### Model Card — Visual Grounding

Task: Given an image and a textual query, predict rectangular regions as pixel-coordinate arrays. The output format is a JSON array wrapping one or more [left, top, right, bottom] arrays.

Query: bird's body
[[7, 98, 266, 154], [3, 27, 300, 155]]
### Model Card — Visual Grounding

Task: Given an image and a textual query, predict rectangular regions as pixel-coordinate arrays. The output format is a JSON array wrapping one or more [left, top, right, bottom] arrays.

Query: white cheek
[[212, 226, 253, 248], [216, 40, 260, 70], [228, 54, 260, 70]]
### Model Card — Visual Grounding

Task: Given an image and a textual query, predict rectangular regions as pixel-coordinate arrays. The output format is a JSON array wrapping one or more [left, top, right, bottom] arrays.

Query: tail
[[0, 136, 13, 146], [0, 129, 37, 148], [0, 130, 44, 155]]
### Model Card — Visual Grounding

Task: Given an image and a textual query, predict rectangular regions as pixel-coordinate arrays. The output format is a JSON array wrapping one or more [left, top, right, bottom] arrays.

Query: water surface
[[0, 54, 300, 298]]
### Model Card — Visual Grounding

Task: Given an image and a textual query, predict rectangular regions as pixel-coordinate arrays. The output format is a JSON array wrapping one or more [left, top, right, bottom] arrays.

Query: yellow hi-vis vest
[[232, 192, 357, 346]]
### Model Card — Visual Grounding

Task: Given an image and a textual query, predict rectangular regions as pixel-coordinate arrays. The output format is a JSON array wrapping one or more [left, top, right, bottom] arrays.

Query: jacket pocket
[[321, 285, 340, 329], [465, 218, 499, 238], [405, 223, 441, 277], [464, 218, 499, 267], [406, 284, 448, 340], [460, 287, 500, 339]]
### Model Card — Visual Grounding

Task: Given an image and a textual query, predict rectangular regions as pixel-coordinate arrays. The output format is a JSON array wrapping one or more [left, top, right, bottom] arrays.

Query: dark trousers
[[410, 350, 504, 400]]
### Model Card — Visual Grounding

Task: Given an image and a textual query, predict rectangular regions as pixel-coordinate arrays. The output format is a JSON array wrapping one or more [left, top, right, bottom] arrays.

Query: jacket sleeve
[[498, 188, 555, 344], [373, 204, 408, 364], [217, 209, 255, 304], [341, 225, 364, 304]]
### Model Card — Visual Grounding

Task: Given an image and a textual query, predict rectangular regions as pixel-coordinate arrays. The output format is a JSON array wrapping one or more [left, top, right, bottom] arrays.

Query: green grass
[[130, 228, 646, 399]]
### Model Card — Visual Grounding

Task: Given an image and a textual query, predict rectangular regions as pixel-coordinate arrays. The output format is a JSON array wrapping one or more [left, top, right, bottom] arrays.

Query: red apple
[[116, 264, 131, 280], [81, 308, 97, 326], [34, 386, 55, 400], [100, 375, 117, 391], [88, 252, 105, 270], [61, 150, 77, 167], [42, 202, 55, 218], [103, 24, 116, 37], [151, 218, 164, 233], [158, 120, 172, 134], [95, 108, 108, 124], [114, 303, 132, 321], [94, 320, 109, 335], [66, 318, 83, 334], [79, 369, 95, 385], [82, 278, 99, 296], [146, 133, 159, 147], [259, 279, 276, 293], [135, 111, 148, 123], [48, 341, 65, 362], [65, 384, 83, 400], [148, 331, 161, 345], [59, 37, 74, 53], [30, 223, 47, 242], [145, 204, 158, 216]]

■ How to complete this task ■
Each record above has to be set down again, word for word.

■ Finished exercise ■
### Model Card — Visual Grounding

Task: Given an image and a textual query, predict rectangular regions as pixel-coordinate arrays. The output format is a JSON array wrapping one or more [left, top, right, bottom] arrays.

Query: bird's body
[[7, 98, 266, 154], [3, 27, 300, 155]]
### Model Card — Visual Grounding

Task: Given an image and a textual query, predict rectangular regions as pixel-coordinate arrays. The output format is a JSON array wrapping one or more [left, top, right, bottom] arrays.

Query: white cheek
[[212, 226, 253, 248], [216, 40, 260, 70], [228, 54, 260, 70]]
### Model Card — Visual Grounding

Task: Given an image and a textual query, predict rectangular regions as pixel-coordinate arrays. The output format is a JSON array wrapping one or more [left, top, right, bottom] arrays.

Query: tail
[[0, 136, 13, 146], [0, 129, 37, 148], [0, 130, 44, 155]]
### Model Card — Visual Grounding

Task: Given an image and a textual query, predict rectangular regions as pixel-coordinate arrays. The output format is a JSON array wrapping one or more [left, top, right, bottom] arrays.

Query: water surface
[[0, 54, 300, 298]]
### Model Card — Visual Grounding

Task: Given an image and a textual query, predict rectangular regions as pixel-coordinate arrays. The output format is a JSON array wrapping one or more [left, top, right, bottom] arrays.

Query: yellow hi-vis vest
[[232, 192, 357, 346]]
### Model Card — Visual Grounding

Task: Given an image and a textual query, predict rectangular regions as pixel-coordinate arrays. The output format is a JSON array wrapping one or more [left, top, right, bottom] arrays.

Query: jacket pocket
[[321, 285, 340, 329], [465, 218, 499, 238], [405, 223, 441, 277], [464, 218, 499, 267], [406, 284, 448, 340], [460, 287, 500, 339]]
### Model Card — Visual Grounding

Task: Given an image and a textual query, predict rectangular regions as pixel-coordinate arrays. The output format is a JSON array wrapping one or more [left, top, right, bottom] arrays.

Query: dark trousers
[[410, 350, 504, 400]]
### Model Card — Visual Grounding

Task: Given an image and a textual query, predict rectangular regions as pixel-coordinate arrays. The output format is a JSON array wrapping one or more [left, top, right, bottom] arrays.

Query: jacket sleeve
[[498, 188, 555, 344], [373, 204, 408, 364], [217, 209, 255, 304], [341, 225, 364, 304]]
### Model Card — Visual Grounding

Task: Given an image and a textual query, predict rectangular regions as pixel-coordinate arrays. The output format is a JSON array wrapping one or more [left, top, right, bottom] arrays.

Query: green grass
[[130, 228, 646, 399]]
### Model Card — Visual Grounding

Task: Given an image and a textual query, predict rectangular regions as pixel-coordinate arrays. The output format is a JSON array wrapping one or more [left, top, right, bottom] arrays.

Query: red apple
[[116, 264, 131, 280], [81, 308, 97, 326], [34, 386, 55, 400], [100, 375, 117, 391], [88, 252, 105, 270], [61, 150, 77, 167], [42, 202, 55, 218], [103, 24, 116, 37], [151, 218, 164, 233], [158, 120, 172, 134], [95, 108, 108, 124], [114, 303, 132, 321], [94, 320, 109, 335], [66, 318, 83, 334], [79, 369, 95, 385], [82, 278, 99, 296], [146, 133, 159, 147], [259, 279, 276, 293], [135, 111, 148, 123], [48, 341, 65, 362], [65, 384, 83, 400], [148, 331, 161, 345], [59, 37, 74, 53], [30, 223, 47, 242], [145, 204, 158, 216]]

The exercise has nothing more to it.